#### The problem
Please repeat the items below without any change, starting at the line containing "Return one point per instance of the scissors" and running through the final line of the items, both included.

[Extracted data entries]
↓↓↓
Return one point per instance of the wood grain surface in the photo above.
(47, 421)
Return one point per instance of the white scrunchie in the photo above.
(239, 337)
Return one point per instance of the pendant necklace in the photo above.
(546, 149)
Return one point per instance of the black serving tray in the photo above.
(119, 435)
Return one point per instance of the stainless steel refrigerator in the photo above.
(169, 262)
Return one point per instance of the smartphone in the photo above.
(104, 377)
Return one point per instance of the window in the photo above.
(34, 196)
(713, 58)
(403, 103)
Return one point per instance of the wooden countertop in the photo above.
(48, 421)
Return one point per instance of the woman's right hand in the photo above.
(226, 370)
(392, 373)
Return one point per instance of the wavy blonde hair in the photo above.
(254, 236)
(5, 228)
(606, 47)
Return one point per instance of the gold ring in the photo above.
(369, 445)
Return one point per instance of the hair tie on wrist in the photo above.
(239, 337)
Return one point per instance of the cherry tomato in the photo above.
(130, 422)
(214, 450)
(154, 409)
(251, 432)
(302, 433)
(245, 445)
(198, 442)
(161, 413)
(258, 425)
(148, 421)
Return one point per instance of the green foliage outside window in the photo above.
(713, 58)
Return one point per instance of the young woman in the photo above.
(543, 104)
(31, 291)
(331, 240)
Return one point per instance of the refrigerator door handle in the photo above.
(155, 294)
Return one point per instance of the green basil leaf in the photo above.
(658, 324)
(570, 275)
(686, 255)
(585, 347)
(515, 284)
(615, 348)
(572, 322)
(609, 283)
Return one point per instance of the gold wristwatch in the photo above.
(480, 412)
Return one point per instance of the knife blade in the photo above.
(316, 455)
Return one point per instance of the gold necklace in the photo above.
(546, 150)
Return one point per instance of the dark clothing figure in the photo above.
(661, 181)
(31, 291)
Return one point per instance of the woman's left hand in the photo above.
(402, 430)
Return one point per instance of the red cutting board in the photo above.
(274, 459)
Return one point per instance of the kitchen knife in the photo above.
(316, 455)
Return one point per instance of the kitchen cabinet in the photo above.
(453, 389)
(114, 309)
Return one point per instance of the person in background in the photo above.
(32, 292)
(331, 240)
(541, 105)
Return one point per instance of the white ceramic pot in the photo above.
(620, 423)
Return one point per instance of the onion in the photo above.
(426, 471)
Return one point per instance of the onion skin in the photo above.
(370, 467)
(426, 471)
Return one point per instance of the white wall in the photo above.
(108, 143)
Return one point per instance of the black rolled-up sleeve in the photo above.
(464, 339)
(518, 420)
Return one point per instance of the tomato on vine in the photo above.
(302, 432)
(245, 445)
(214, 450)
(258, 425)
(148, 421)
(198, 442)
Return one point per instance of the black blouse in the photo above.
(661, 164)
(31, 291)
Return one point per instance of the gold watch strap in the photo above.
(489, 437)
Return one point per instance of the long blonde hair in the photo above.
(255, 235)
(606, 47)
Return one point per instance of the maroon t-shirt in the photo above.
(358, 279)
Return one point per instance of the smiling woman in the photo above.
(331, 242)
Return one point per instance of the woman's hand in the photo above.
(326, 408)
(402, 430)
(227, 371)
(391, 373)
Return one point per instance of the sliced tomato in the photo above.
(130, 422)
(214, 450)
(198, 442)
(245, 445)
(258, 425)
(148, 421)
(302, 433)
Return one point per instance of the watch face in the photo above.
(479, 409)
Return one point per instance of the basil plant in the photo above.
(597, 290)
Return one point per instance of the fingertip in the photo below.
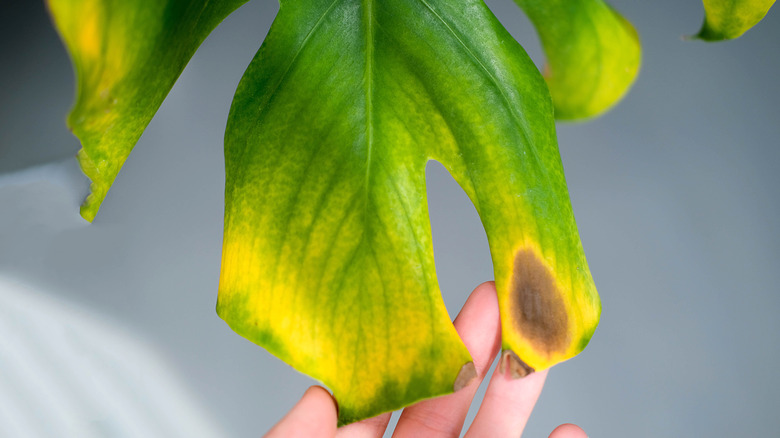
(315, 414)
(568, 430)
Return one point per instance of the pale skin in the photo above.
(504, 412)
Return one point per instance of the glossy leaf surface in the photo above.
(729, 19)
(127, 54)
(327, 257)
(593, 54)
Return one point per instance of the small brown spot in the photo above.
(536, 304)
(517, 368)
(468, 372)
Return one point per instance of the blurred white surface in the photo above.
(675, 192)
(68, 372)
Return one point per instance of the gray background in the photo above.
(675, 193)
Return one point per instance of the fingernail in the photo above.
(467, 373)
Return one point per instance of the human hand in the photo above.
(504, 411)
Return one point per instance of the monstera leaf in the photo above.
(127, 54)
(729, 19)
(327, 257)
(593, 54)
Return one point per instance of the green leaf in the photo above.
(127, 54)
(729, 19)
(593, 54)
(327, 258)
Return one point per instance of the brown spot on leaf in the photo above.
(517, 368)
(467, 373)
(536, 304)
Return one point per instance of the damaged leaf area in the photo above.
(327, 257)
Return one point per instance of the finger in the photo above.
(507, 404)
(313, 416)
(478, 326)
(371, 427)
(568, 431)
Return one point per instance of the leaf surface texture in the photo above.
(327, 257)
(593, 54)
(127, 54)
(729, 19)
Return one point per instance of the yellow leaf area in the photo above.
(549, 308)
(375, 349)
(593, 54)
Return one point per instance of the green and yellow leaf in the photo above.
(729, 19)
(593, 54)
(127, 54)
(327, 258)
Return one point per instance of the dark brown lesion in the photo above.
(512, 362)
(536, 305)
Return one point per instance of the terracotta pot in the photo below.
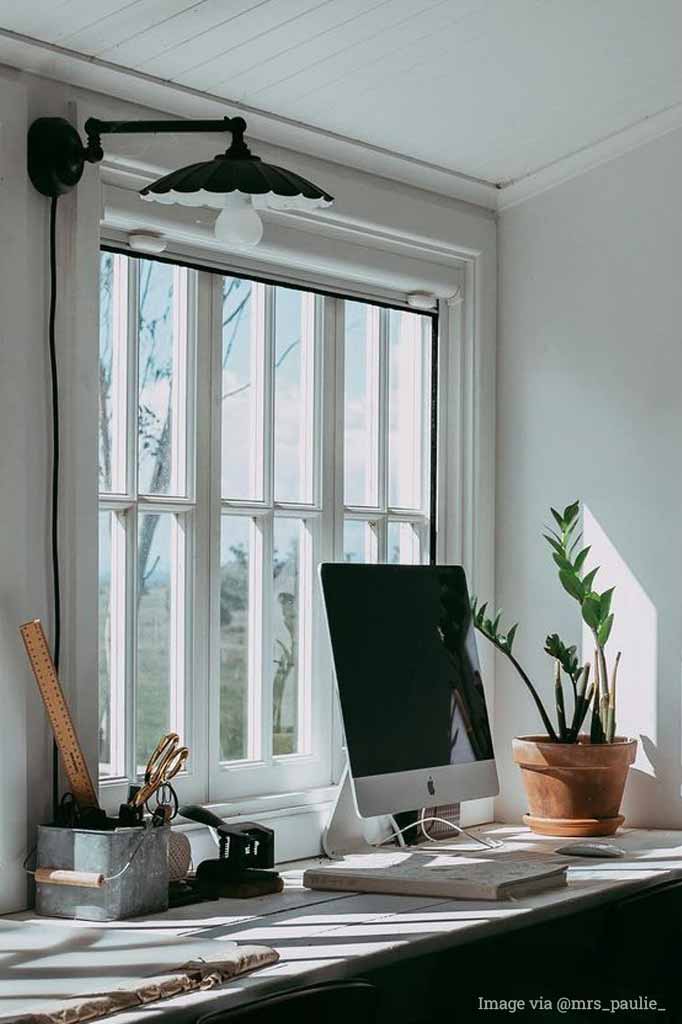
(573, 788)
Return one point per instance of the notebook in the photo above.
(449, 876)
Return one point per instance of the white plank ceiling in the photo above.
(492, 88)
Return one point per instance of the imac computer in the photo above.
(410, 685)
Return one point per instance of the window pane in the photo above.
(361, 403)
(286, 571)
(158, 377)
(403, 544)
(155, 596)
(409, 351)
(104, 641)
(293, 356)
(242, 375)
(105, 368)
(358, 542)
(235, 557)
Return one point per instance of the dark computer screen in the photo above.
(407, 666)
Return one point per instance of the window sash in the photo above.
(201, 505)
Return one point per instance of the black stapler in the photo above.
(245, 861)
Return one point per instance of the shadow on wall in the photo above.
(648, 702)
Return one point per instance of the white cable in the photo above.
(491, 844)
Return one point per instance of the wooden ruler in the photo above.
(58, 714)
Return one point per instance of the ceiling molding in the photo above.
(58, 64)
(574, 164)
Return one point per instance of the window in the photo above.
(247, 432)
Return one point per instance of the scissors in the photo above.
(168, 759)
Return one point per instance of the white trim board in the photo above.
↑↑↑
#### Worked solution
Return one point per instance of the scissors in the photo above.
(168, 759)
Return one point per instance of the white trim board in the photo above.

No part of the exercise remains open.